TEXTE FOURNI >>
* * * *

Nous avons visité un certain nombre des endroits où se dressaient les
huileries et les saleries de hareng au temps de leur prospérité. En particulier à
Stenholmen à un demi mille de Marstrand apparaissent clairement les vestiges
de l’activité trépidante qui régnait alors. Toute l’île est marquée par les traces
des murs de soutènement des maisons d’ouvriers, des saleries et des fourneaux,
on trouve encore de grands tas de grumes dispersés, les quais ruinés témoignent
des vastes sommes qui furent investies ici et du sommet de l’île on voit des
ruines tout autour dans toutes les directions.
La pêche au hareng moderne
Pour autant qu’on puisse en juger d’après les multiples périodes de
prospérité gaspillée et d’extrême pauvreté qu’a connues le Bohuslän au cours
des derniers siècles, il semble que les soudains accès de richesse n’aient pas été,
loin de là, une bénédiction. L’expérience montre en effet que l’agriculture du
pays a souffert chaque fois du retour du hareng puisque la main d’oeuvre et le
capital étaient attirés vers cette pêche fructueuse, négligeant les vraies tâches de
modernisation. Quand ensuite la pêche au hareng avait cessé brusquement, la
population côtière s’était trouvée à découvert avec ses équipements, ses bateaux
et ses magasins chèrement acquis mais désormais sans valeur, et en même temps
les champs abandonnés étaient devenus stériles.

* * * *

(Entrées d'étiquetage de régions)
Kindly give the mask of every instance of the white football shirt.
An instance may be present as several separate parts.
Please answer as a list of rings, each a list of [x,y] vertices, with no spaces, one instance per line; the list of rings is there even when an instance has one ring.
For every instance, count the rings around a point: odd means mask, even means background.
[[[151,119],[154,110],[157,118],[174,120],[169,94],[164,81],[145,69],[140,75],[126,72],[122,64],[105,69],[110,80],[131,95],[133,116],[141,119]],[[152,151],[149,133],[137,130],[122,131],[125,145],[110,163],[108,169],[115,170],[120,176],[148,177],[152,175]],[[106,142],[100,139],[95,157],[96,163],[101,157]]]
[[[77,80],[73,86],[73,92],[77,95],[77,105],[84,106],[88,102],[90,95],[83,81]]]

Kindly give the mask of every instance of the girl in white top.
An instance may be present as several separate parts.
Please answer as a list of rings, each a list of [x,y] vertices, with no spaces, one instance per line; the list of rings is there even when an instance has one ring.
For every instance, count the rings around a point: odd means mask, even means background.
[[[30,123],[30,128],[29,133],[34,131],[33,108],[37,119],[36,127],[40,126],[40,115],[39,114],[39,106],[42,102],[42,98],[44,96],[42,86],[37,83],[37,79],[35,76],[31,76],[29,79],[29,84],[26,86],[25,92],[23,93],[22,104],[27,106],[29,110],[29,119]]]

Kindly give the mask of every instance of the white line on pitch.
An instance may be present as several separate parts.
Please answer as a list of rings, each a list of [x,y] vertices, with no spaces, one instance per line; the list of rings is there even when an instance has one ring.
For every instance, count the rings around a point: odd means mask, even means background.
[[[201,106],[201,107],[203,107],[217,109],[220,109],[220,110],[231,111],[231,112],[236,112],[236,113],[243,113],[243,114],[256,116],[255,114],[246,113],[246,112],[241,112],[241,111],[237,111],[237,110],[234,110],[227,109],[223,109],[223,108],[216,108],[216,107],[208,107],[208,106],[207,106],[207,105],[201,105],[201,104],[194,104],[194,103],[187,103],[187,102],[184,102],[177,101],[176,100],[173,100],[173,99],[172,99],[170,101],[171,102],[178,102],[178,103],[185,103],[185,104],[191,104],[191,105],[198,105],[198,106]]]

* * * *

EXERCICE ÉCRIT 1 >> Recopiez fidèlement le passage du texte sur la pêche au hareng, de « La pêche au hareng moderne » à « étaient devenus stériles. ».
EXERCICE ÉCRIT 2 >> Reprenez le texte sur la pêche au hareng dans le Bohuslän et poursuivez-le après sa dernière phrase.
Le matériel ne sert à rien dans ce travail.

RÉPONSE 1 >>
La pêche au hareng moderne
Pour autant qu’on puisse en juger d’après les multiples périodes de
prospérité gaspillée et d’extrême pauvreté qu’a connues le Bohuslän au cours
des derniers siècles, il semble que les soudains accès de richesse n’aient pas été,
loin de là, une bénédiction. L’expérience montre en effet que l’agriculture du
pays a souffert chaque fois du retour du hareng puisque la main d’oeuvre et le
capital étaient attirés vers cette pêche fructueuse, négligeant les vraies tâches de
modernisation. Quand ensuite la pêche au hareng avait cessé brusquement, la
population côtière s’était trouvée à découvert avec ses équipements, ses bateaux
et ses magasins chèrement acquis mais désormais sans valeur, et en même temps
les champs abandonnés étaient devenus stériles.

RÉPONSE 2 >>
La pêche au hareng moderne, qui a commencé à la fin du XIX
ème
siècle,
est en revanche fondée sur des principes tout différents des précédentes pêches
prédatrices temporaires, voulant à leur place donner à la pêche un caractère plus
stable, comparable le plus possible au travail saisonnier annuel d’un
campagnard. C’est la motorisation qui a provoqué cette révolution dans la pêche
et qui a littéralement multiplié son intensité. De même qu’aujourd’hui des
machines et équipements perfectionnés ont amené une révolution dans
l’agriculture, la pêche elle non plus n’a pas échappé aux effets du
développement de l’industrie moderne avec de meilleurs instruments etc. mais
c’est pourtant le moteur qui avant toute chose a été l’invention déterminante
pour la pêche - permettant de vaincre les calmes plats, de raccourcir les
distances, de poursuivre le poisson loin au delà des zones antérieures, de
surmonter les courants marins, de commander mécaniquement les cordes et
cordages des sennes de hareng etc.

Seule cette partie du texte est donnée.